Exercise objective:
Gather every line below where "truck" appears.

(Items listed in a dataset)
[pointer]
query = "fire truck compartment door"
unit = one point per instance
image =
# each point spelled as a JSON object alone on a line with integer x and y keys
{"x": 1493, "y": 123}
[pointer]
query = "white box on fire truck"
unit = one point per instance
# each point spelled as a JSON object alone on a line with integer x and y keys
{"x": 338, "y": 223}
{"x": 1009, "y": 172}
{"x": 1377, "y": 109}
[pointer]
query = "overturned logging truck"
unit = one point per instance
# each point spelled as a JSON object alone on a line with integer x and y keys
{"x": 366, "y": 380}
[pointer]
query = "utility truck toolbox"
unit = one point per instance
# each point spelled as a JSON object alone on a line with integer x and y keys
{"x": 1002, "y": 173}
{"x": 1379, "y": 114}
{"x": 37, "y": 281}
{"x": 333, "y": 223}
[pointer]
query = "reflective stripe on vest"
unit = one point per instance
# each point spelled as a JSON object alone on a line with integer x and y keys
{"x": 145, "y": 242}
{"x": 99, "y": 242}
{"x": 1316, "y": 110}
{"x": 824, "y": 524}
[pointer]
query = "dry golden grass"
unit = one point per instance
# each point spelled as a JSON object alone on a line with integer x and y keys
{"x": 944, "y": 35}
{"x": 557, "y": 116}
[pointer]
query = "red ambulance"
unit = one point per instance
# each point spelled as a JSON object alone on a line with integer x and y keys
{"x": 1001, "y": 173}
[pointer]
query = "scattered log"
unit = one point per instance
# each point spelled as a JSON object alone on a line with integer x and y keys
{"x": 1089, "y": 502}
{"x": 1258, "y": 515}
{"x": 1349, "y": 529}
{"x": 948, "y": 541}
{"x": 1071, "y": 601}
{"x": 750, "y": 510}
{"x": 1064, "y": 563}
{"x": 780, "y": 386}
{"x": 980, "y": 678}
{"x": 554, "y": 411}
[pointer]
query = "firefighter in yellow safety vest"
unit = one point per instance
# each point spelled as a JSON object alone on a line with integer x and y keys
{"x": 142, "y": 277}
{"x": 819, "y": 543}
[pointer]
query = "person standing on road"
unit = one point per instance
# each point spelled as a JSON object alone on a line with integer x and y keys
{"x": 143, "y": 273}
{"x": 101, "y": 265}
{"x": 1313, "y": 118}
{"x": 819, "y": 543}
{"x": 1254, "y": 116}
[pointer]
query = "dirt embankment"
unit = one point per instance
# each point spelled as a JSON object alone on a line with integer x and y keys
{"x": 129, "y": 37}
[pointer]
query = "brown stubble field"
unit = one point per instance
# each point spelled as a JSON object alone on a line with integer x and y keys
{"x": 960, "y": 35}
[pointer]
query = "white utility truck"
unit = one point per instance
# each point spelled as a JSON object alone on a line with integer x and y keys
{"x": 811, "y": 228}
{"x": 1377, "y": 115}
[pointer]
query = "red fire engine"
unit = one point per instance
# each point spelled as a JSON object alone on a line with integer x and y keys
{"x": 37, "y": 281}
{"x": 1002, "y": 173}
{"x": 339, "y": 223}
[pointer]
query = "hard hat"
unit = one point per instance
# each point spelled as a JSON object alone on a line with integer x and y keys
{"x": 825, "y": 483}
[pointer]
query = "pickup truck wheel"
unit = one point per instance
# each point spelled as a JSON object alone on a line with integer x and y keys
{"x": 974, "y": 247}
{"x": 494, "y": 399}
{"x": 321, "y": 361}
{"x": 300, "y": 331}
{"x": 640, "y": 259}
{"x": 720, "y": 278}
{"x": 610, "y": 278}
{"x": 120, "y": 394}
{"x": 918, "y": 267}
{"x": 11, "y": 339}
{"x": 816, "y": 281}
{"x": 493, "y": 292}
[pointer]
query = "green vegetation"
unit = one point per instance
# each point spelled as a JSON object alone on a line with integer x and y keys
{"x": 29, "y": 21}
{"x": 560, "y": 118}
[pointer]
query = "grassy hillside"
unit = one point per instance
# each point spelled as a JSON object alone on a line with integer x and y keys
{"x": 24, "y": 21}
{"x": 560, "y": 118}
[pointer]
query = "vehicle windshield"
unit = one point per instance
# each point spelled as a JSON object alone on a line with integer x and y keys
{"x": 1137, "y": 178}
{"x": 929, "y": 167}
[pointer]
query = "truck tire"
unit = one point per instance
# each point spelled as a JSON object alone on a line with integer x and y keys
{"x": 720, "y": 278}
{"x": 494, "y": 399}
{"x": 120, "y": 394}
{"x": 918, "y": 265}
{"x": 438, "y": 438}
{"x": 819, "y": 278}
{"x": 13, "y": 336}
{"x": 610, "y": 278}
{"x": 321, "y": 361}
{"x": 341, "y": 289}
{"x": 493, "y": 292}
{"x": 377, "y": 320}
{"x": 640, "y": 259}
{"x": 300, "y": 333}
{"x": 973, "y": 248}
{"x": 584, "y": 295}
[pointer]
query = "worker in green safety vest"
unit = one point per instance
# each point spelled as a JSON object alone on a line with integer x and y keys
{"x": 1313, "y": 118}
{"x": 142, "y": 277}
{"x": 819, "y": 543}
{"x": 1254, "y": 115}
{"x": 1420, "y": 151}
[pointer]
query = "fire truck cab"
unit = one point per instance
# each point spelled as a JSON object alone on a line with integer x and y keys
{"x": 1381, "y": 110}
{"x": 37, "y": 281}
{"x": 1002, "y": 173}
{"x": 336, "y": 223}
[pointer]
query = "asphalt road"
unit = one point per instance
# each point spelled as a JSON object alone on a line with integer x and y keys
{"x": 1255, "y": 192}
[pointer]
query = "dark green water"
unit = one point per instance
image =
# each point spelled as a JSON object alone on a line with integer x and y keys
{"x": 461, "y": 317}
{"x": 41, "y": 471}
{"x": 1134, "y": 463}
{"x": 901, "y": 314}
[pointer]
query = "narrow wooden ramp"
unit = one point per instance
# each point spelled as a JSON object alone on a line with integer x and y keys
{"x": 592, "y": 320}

Written reply:
query = "fire truck compartment door"
query = "white box on fire truck"
query = "overturned logging truck"
query = "utility truck toolbox"
query = "white utility truck"
query = "pickup truck wheel"
query = "truck tire"
query = "fire truck cab"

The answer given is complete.